Exercise description
Start at the line containing "For the field-scouting log, return for every instance of the arm" and transcribe every line exactly through the end of the records below, and only those lines.

(Excerpts from point annotation data)

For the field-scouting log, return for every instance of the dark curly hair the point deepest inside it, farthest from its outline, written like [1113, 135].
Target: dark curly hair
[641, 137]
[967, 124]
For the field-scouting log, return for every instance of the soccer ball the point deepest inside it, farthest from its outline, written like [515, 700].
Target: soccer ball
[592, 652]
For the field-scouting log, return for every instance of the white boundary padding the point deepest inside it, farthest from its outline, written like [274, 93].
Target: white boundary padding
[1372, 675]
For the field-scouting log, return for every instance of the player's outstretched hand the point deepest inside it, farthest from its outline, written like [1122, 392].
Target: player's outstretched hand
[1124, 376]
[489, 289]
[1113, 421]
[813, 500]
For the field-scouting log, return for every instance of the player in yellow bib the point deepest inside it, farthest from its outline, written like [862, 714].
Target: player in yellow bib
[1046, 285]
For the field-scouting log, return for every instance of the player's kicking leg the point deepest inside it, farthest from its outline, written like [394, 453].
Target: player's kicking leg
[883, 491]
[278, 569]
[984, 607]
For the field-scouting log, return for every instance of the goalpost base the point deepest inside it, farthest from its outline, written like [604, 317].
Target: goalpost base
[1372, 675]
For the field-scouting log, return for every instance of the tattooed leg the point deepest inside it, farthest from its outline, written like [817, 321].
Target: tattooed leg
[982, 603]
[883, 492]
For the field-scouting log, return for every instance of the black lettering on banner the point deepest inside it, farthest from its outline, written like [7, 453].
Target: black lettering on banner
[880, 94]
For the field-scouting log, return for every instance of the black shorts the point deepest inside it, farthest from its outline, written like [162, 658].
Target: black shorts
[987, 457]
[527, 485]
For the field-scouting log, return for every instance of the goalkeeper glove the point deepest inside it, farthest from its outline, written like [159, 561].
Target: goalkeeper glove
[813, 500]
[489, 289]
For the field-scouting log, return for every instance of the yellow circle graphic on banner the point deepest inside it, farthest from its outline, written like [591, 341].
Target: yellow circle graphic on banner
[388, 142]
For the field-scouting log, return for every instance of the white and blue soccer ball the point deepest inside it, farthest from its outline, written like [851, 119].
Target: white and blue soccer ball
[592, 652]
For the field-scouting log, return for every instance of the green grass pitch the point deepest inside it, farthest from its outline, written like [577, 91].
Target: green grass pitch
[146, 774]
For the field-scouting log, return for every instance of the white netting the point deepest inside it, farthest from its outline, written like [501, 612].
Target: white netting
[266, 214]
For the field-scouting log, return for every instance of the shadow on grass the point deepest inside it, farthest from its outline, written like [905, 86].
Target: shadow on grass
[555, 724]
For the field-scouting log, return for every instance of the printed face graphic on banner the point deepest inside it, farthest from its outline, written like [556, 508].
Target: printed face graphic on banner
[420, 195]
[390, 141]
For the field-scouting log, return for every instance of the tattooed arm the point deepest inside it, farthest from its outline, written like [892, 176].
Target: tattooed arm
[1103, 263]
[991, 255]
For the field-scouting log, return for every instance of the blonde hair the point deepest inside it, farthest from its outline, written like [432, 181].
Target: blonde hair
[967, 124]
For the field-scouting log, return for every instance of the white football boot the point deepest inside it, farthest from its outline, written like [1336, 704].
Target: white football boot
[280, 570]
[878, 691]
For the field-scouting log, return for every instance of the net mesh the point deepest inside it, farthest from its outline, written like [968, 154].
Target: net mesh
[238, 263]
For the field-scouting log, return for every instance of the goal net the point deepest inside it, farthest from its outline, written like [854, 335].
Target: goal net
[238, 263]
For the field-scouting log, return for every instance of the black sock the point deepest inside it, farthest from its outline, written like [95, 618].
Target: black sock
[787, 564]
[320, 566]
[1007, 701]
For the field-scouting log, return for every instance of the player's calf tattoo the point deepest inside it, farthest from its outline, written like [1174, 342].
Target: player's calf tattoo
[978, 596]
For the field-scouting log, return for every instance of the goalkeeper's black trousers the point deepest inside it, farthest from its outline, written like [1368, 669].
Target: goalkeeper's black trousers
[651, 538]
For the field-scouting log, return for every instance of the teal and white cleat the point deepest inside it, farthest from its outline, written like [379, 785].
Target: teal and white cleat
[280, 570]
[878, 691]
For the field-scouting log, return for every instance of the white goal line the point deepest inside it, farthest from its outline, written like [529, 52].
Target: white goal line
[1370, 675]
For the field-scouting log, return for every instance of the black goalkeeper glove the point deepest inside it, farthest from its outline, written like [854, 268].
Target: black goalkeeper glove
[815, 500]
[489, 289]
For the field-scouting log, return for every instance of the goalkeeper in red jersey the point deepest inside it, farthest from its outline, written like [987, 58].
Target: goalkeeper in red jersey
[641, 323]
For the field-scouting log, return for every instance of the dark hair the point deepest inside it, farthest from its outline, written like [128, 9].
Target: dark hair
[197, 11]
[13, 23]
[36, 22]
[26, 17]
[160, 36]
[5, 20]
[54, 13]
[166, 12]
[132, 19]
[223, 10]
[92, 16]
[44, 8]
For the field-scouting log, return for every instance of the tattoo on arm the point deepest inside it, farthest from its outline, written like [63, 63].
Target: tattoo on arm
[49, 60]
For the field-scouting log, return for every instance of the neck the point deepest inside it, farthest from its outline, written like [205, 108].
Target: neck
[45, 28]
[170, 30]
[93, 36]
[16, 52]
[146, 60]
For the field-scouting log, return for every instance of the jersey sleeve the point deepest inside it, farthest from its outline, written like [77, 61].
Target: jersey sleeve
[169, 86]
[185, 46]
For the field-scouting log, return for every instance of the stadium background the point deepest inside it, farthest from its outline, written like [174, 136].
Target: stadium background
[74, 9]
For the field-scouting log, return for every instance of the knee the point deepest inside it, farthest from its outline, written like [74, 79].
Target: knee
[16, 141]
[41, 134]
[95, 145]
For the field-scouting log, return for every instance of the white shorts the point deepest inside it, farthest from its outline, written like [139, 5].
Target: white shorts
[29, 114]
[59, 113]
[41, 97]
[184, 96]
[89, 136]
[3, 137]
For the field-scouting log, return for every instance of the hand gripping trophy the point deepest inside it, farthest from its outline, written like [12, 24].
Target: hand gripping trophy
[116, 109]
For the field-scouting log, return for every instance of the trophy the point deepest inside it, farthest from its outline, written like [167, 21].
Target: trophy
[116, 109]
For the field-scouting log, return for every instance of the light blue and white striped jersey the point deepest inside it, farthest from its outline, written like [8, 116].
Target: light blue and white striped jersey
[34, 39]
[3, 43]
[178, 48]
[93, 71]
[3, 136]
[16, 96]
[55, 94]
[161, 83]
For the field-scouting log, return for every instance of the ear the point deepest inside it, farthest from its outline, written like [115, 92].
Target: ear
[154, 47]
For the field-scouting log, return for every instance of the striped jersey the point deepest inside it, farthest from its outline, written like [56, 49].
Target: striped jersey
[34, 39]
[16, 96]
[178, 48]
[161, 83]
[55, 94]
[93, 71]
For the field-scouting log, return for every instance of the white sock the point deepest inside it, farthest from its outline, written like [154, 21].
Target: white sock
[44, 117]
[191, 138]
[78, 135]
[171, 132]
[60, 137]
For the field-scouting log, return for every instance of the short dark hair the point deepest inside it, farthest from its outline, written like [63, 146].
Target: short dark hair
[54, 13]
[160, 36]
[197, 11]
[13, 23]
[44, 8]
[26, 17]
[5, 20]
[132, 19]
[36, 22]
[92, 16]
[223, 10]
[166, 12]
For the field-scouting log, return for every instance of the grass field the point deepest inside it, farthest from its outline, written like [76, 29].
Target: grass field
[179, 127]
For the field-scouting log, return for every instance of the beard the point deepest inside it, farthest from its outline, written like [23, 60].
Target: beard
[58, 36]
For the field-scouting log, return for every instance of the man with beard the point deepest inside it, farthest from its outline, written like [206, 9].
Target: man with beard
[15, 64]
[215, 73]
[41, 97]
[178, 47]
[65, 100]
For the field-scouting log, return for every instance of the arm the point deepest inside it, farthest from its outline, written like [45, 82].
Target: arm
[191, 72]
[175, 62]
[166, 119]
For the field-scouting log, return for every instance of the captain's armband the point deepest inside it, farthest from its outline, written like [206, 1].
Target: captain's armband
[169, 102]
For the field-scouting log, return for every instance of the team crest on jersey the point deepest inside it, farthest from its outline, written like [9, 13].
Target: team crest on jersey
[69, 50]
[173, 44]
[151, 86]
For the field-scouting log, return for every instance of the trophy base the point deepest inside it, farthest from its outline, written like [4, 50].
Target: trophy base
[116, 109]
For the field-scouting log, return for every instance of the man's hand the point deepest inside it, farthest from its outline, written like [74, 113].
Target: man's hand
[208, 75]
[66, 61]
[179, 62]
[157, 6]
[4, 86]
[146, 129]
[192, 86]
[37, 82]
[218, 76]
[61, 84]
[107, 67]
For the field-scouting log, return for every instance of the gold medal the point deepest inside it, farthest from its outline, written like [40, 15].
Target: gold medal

Answer for the task
For the field-scouting log, return for every instance of the arm the point deepest inside it, farthest from its outline, written like [45, 82].
Target: arm
[191, 72]
[175, 62]
[166, 119]
For the field-scouting log, return for every instance of the captain's armband the point deepest inside it, farthest from its outline, written like [206, 1].
Target: captain's armband
[169, 102]
For the field-scouting log, return for every instance of the team crest on jersey the point deepest inside it, farthest from its outline, written like [9, 13].
Target: team crest on jersey
[69, 50]
[173, 44]
[151, 86]
For the field-scouting log, return for every instance of the trophy base the point deepest inside it, farthest from its outline, written like [4, 50].
Target: trophy base
[116, 109]
For the field-scouting log, return for every instance of the man's hand the point deepest inside it, farthest from its outline, written like [74, 113].
Target: man's hand
[208, 75]
[66, 61]
[179, 62]
[157, 6]
[4, 86]
[146, 129]
[192, 86]
[37, 82]
[218, 76]
[61, 84]
[107, 67]
For the field-scouting log, return for every instance of the gold medal the point deepest inside it, farthest from its outline, written like [40, 15].
Target: gold medal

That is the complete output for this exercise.